GIVEN EXERCISE: Please reproduce every line of the entries below word for word, leaving the pictures out of your answer.

Point placement records:
+===+

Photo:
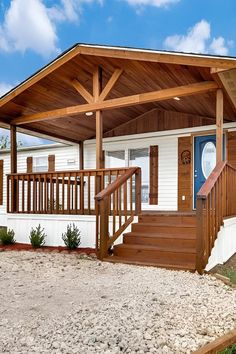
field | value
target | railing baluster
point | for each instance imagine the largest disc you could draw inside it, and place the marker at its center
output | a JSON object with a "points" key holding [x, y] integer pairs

+===+

TASK ANSWER:
Photo:
field | value
target | railing baluster
point | for each instance imagine the largest disc you could draw inside it, and place the marker at its center
output | a JSON object with a "points" key holding [x, y] integer pairs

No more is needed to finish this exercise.